SUPPLIED MATERIAL:
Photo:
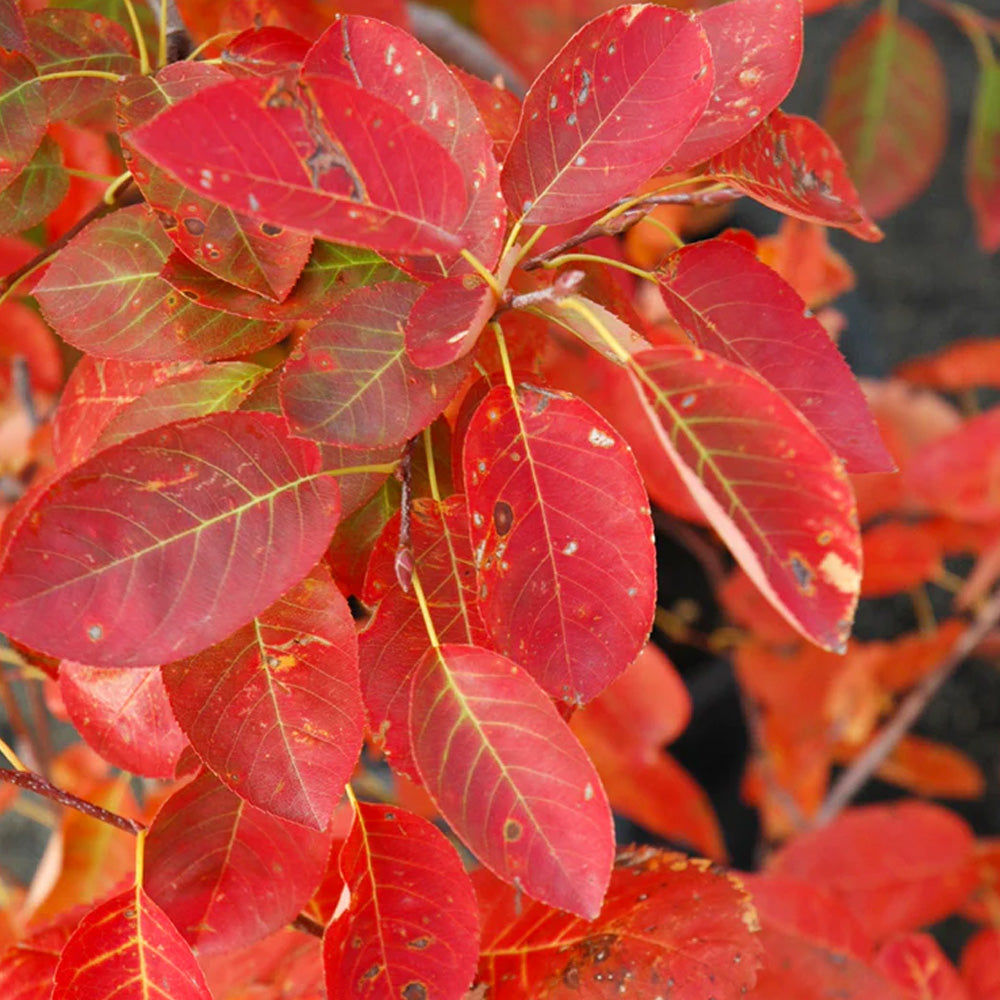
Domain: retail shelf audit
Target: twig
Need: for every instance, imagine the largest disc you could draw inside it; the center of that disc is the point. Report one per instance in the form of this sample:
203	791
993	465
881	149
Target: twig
864	766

HOW TO COMPLETE THIS TASK: If a record holds a picture, leave the picture out and print everything else exactly.

EXPECTED ANSWER:
Photo:
Domain: retail shelf audit
Target: twig
Need: for every instance, imagine the largest disc you could draw inside it; the center of that disc is the point. Report one per instance in the form of this sample:
203	791
993	465
881	149
Target: twig
864	766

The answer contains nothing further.